▸ SUPPLIED TEXT:
Chemotherapy – the trials that have and haven’t been done – Diet and Health Today

Chemotherapy – the trials that have and haven’t been done – Diet and Health Today

Executive summary

* This note was inspired by last week’s review of a gamechanger drug (daraxonrasib) for pancreatic cancer. Daraxonrasib was tested against chemotherapy. Median survival times were 13.2 months with daraxonrasib and 6.7 months with chemotherapy.

* The high incidence of serious adverse effects raised the question, were the extra months a gift of life quality or just more time for pancreatic cancer to be endured?

* Last week’s review made me think that, if I were diagnosed with something as brutal as pancreatic cancer, I would like to know what will happen if I do nothing instead of doing chemotherapy.

* Once a standard of care (SOC) treatment has been established, any new treatment is measured against the SOC. The SOC in pancreatic cancer is chemotherapy.

▸ ACTIVITY:
In the chemotherapy note, what median survival time was reported for patients given chemotherapy?

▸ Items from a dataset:
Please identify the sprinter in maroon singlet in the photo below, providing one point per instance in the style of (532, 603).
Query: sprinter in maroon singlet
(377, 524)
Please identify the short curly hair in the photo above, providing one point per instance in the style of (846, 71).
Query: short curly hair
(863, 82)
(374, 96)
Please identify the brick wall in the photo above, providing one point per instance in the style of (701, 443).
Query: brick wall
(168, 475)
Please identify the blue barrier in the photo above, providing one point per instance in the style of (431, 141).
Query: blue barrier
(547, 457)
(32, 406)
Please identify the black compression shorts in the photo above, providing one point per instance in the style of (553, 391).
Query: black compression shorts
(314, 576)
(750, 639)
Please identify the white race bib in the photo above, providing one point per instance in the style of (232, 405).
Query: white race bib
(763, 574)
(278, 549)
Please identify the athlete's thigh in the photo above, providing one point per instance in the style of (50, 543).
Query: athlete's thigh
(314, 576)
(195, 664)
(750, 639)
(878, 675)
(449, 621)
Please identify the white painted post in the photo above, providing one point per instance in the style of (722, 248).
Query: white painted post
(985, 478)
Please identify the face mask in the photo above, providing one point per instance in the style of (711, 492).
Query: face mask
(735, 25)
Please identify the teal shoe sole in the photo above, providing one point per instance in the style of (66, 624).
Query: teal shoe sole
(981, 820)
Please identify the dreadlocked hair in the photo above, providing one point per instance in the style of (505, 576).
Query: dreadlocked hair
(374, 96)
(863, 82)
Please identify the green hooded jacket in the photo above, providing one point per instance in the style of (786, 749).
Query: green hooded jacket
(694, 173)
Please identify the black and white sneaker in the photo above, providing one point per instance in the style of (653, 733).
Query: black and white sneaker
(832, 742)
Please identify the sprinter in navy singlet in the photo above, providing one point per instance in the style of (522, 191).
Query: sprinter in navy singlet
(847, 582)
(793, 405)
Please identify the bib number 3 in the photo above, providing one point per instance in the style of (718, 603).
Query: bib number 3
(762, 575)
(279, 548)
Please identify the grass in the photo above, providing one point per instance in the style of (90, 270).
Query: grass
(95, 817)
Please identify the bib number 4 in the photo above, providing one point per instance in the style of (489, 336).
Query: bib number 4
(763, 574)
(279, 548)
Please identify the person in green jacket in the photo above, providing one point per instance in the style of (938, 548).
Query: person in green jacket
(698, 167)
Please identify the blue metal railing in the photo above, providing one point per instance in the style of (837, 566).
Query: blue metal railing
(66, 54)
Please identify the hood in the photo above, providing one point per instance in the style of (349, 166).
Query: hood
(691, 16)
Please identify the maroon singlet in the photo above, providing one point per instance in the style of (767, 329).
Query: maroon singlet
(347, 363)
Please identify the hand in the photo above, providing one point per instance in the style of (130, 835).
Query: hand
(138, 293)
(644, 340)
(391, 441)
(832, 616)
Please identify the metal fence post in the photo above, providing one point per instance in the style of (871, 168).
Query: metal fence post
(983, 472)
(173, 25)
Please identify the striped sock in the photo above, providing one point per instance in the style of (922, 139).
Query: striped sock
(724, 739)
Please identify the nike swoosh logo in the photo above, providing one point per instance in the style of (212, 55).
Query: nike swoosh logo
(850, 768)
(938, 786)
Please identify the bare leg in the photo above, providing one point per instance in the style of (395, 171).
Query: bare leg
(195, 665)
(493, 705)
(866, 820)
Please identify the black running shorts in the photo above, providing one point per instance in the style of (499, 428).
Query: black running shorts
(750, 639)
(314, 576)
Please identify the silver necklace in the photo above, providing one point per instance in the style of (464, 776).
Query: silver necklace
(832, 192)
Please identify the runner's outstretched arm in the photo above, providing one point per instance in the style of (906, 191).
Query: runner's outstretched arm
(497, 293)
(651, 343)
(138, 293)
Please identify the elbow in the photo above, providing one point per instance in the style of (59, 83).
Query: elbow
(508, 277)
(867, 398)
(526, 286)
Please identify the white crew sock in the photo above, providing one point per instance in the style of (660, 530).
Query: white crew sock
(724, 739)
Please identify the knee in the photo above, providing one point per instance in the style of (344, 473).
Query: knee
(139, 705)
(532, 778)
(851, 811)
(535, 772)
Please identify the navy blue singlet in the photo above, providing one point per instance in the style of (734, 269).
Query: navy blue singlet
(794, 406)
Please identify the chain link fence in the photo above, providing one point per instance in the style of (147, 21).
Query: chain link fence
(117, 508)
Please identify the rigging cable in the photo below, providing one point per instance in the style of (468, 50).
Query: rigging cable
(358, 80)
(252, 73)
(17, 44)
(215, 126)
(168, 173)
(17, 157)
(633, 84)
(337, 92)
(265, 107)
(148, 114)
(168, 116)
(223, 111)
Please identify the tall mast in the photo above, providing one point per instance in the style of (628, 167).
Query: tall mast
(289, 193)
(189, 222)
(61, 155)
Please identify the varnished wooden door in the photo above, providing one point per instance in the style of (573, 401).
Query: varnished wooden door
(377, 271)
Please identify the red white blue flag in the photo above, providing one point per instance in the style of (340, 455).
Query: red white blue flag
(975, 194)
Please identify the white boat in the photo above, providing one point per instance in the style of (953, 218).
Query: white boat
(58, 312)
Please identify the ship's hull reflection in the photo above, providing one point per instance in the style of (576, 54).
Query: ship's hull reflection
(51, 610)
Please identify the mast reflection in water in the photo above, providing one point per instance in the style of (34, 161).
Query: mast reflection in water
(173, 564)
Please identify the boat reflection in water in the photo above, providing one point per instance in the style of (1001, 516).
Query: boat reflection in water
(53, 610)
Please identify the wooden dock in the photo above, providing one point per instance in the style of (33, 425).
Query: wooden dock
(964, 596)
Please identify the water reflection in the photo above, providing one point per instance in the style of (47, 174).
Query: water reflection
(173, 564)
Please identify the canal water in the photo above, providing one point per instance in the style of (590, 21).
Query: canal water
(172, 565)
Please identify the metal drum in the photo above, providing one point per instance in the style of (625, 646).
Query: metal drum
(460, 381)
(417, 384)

▸ PROBLEM SOLUTION:
6.7 months